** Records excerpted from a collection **
----------

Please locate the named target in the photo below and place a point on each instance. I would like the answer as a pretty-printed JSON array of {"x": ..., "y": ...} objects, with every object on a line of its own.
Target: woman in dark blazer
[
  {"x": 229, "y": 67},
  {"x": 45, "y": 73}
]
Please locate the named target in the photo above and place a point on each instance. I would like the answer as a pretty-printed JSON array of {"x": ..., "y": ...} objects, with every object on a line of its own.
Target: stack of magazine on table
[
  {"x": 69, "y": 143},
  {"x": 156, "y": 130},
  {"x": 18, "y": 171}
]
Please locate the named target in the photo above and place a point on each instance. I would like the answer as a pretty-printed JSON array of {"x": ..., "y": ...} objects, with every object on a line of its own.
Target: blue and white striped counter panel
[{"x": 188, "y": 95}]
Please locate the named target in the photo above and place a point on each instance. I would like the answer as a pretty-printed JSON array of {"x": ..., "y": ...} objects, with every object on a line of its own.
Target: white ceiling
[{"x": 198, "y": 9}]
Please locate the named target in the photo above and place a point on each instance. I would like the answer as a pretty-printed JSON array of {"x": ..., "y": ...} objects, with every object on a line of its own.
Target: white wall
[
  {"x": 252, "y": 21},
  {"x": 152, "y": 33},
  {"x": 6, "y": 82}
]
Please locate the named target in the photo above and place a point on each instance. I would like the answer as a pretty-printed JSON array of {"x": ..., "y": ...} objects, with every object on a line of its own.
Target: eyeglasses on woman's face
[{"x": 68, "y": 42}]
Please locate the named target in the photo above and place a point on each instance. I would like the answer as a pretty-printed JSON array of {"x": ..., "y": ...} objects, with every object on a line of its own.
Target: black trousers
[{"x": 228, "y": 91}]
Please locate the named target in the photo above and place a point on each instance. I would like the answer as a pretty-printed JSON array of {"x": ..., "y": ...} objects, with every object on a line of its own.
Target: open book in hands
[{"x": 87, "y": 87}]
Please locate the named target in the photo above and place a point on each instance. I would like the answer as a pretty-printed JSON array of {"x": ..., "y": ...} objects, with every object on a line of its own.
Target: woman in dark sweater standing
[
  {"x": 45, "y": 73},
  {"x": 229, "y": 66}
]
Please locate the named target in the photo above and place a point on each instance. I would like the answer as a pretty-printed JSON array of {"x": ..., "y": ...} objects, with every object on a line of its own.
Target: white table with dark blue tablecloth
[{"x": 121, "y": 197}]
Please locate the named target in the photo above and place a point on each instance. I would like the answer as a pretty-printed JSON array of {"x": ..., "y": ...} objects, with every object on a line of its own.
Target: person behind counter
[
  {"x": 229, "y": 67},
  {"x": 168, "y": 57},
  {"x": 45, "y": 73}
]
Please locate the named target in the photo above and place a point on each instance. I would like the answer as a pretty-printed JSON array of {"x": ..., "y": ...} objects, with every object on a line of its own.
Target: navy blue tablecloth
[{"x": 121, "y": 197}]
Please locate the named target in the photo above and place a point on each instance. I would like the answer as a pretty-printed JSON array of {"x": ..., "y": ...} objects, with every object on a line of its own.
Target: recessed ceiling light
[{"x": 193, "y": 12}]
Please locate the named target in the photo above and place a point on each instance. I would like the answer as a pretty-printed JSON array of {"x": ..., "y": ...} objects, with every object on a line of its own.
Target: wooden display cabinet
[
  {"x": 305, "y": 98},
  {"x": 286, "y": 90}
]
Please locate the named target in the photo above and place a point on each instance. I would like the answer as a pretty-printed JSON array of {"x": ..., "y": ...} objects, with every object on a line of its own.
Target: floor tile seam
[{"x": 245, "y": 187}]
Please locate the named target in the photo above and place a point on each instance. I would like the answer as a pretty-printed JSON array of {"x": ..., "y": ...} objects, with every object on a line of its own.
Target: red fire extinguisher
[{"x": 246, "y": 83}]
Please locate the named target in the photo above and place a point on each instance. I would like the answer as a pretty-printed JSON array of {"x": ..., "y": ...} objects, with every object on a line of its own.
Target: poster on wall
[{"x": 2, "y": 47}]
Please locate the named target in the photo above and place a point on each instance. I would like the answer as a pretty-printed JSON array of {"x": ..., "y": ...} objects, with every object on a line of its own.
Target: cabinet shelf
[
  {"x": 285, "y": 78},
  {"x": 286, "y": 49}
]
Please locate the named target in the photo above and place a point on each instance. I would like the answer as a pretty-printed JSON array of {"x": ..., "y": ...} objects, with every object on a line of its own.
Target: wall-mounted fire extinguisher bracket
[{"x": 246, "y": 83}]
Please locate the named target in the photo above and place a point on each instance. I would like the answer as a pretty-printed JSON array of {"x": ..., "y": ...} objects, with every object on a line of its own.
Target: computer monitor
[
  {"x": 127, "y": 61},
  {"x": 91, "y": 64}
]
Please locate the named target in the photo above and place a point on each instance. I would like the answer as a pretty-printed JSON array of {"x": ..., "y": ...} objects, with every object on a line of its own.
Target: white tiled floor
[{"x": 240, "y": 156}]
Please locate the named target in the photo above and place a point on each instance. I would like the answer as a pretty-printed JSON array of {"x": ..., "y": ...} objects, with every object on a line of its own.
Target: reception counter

----------

All of the data above should be reproduced word for word.

** Reply to the task **
Please locate the named target in the photo below and place a point on each instance. I would like the answer as a pretty-printed JSON array of {"x": ..., "y": ...} objects, with every object on a line of its own.
Target: woman in dark blazer
[
  {"x": 229, "y": 67},
  {"x": 45, "y": 73}
]
Please locate the named target in the photo above and place a point on each instance. I would like the answer as a pretty-printed JSON array of {"x": ..., "y": ...} objects, with every object on a line of its own.
Target: stack of magazine on table
[
  {"x": 69, "y": 143},
  {"x": 156, "y": 130},
  {"x": 18, "y": 171}
]
Please locate the named target in the photo above and place a point on each instance. I would like the answer as a pretty-printed JSON array of {"x": ..., "y": ...} objects, with every object on a line of its own.
Target: blue and white striped counter panel
[{"x": 188, "y": 95}]
Please locate the named target in the photo above and place a point on each instance. I would like the answer as a pretty-printed JSON array of {"x": ..., "y": ...} objects, with every object on a line of its own.
Target: white ceiling
[{"x": 198, "y": 9}]
Please locate the named target in the photo above and place a point on each instance. I would like the answer as a pretty-printed JSON array of {"x": ..., "y": ...} objects, with every object on a line of its own.
Target: white wall
[
  {"x": 252, "y": 21},
  {"x": 152, "y": 33},
  {"x": 6, "y": 82}
]
Please locate the named target in the photo above and place a point on each instance. I would like the answer as a pretty-printed JSON array of {"x": ..., "y": ...} objects, with every object on a line of its own.
Target: eyeglasses on woman's face
[{"x": 68, "y": 42}]
Please locate the named target in the photo above and place a point on each instance. I would like the answer as a pretty-printed JSON array of {"x": ..., "y": ...} objects, with every object on a line of its own.
Target: black trousers
[{"x": 228, "y": 91}]
Please locate the named target in the photo above and place a point on each instance. I would like the answer as a pretty-printed JSON array of {"x": ..., "y": ...} objects, with every object on a line of its own.
Target: open book in hands
[{"x": 87, "y": 87}]
Please locate the named target in the photo above and place a point on each instance. I would like the answer as a pretty-printed JSON array of {"x": ..., "y": ...} objects, with every object on a line of its own.
Target: woman in dark sweater standing
[
  {"x": 45, "y": 73},
  {"x": 229, "y": 66}
]
Please locate the named target in the photo above and place a point on each instance. I would like the answer as a pretty-printed JSON array of {"x": ..., "y": ...} objects, with every object on a line of its own.
Target: white table with dark blue tablecloth
[{"x": 121, "y": 197}]
Please locate the named target in the photo above and place a point on each instance. I would like the answer as a pretty-printed JSON array of {"x": ..., "y": ...} objects, with every object on a line of its own.
Target: person behind counter
[
  {"x": 229, "y": 67},
  {"x": 168, "y": 57},
  {"x": 45, "y": 73}
]
Please locate the named target in the photo above and place a point on each instance. I would like the answer as a pretty-printed JSON array of {"x": ..., "y": ...} objects, with every object on a line of its own.
Target: navy blue tablecloth
[{"x": 121, "y": 197}]
Please locate the named target in the photo above and place a point on each instance. I would like the answer as a pretty-printed JSON array of {"x": ..., "y": ...} objects, with every object on a line of its own.
Target: recessed ceiling light
[{"x": 193, "y": 12}]
Please locate the named target in the photo above and place a point on each instance. I would like the answer as a pretty-printed JSON array of {"x": ..., "y": ...} objects, with every object on a line of its own.
Target: wooden display cabinet
[
  {"x": 305, "y": 98},
  {"x": 286, "y": 90}
]
Please locate the named target in the photo above and place a point on each instance. I would like the answer as a pretty-printed JSON array of {"x": ..., "y": ...} objects, with every object on a line of its own.
Target: floor tile seam
[{"x": 245, "y": 187}]
Please locate the named target in the photo above and place a point on each instance. I would like the answer as a pretty-printed JSON array of {"x": ..., "y": ...} objects, with every object on a line of its own.
Target: red fire extinguisher
[{"x": 246, "y": 83}]
Please locate the named target in the photo above and place a point on each instance. I would like the answer as a pretty-printed JSON array of {"x": ..., "y": ...} objects, with every object on a line of its own.
Target: poster on wall
[{"x": 2, "y": 47}]
Please locate the named target in the photo above and place a point on each instance. I would like the answer as a pretty-printed JSON array of {"x": ..., "y": ...} objects, with every object on a line of its own.
Target: cabinet shelf
[
  {"x": 285, "y": 78},
  {"x": 286, "y": 49}
]
Please locate the named target in the photo above and place a point on each instance. I would like the answer as a pretty-printed JSON array of {"x": ..., "y": ...} objects, with every object on a line of its own.
Target: wall-mounted fire extinguisher bracket
[{"x": 246, "y": 83}]
Please locate the named target in the photo above and place a point on each instance. I would like the answer as a pretty-printed JSON array of {"x": ..., "y": ...} objects, with every object on a line of its own.
Target: computer monitor
[
  {"x": 127, "y": 61},
  {"x": 91, "y": 64}
]
Please locate the named target in the photo above and place a point on each instance. I would like the answer as a pretty-printed JSON array of {"x": ..., "y": ...} objects, with every object on a line of its own.
Target: white tiled floor
[{"x": 240, "y": 156}]
Please locate the named target in the photo above and place a point on each instance. I would like the answer as a pretty-printed JSON array of {"x": ..., "y": ...} objects, with every object on a line of its own.
Target: reception counter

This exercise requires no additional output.